* _Texto para leitura_:
┄┄┄┄┄┄

Passei o serão na Nazaré , e cerca das 23:30 estava nevoeiro e morrinha que molhava o vidro do carro . Sem termômetro pará registar, mas estava fresco , a pedir casaco.
Foi assim até Alcobaça.


----------



## guisilva5000 (10 Jun 2015 às 02:54)

Bastante mais fresco hoje, já sinto uma brisa a correr em casa, temperatura nos *18ºC e a cair a pico. *


----------



## homem do mar (10 Jun 2015 às 03:00)

nelson972 disse:


> Passei o serão na Nazaré , e cerca das 23:30 estava nevoeiro e morrinha que molhava o vidro do carro . Sem termômetro pará registar, mas estava fresco , a pedir casaco.
> Foi assim até Alcobaça.


Estou na figueira da foz e apesar de estar nevoeiro o tempo até está razoável


----------



## thunderboy (10 Jun 2015 às 03:08)

De volta a casa, céu estrelado e 18ºC, bastante mais fresco que nos dias anteriores.


----------



## jonas_87 (10 Jun 2015 às 07:24)

Boas,

Grande entrada de nevoeiro, não esperava.
Minima de *15,0ºC*
Neste momento, sigo com *15,9ºC, *nublado e *93 % HR.*
Muito nevoeiro na zona oeste da serra, nem consigo observar a serra.

Ontem, a minima tropical lá se aguentou, foi por um triz.
Minima de *20,1ºC, *a quarta do presente ano.


----------



## Pedro1993 (10 Jun 2015 às 10:27)

A noite de ontem foi bem iluminada por relampagos.
Agora a manha segue amena com céu praticamente limpo e como 23ºC


----------



## miguel (10 Jun 2015 às 11:34)

Boas

A noite foi fria com 16,1ºC de mínima 

Agora sol e tempo frio e húmido, estão apenas 20,7ºC e 77%Hr

De tarde deve piorar com o aumento nas nuvens.


----------



## jonas_87 (10 Jun 2015 às 12:16)

Manhã fresca, registo neste momento 18,9ºC e  76% HR


----------



## miguel (10 Jun 2015 às 12:29)

Se a pouco já estava mau agora ainda está pior 

19,9ºC, 80%Hr e vento de SW que se torna frio


----------



## miguel (10 Jun 2015 às 17:18)

Máxima até ao momento de apenas 21,8ºC

Agora 19,9ºC, 77%Hr e vento fraco de W/SW


----------



## jonas_87 (10 Jun 2015 às 17:20)

Máxima de *20,6ºC* ( e foi registada à meia noite) descida bem acentuada.

┄┄┄┄┄┄

* _Material fornecido_:
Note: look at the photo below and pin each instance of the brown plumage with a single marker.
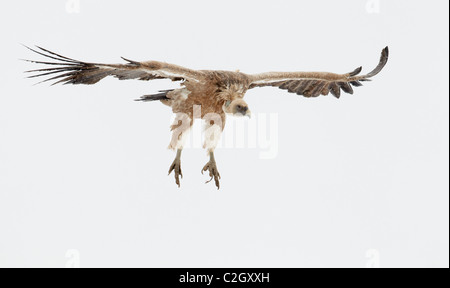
(211, 93)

┄┄┄┄┄┄

* _Enunciado_:
Indica, sem repetições e pela ordem em que surgem pela primeira vez, os nomes de utilizador que aparecem nos cabeçalhos das mensagens do texto para leitura.

* _Resposta_:
guisilva5000, homem do mar, thunderboy, jonas_87, Pedro1993, miguel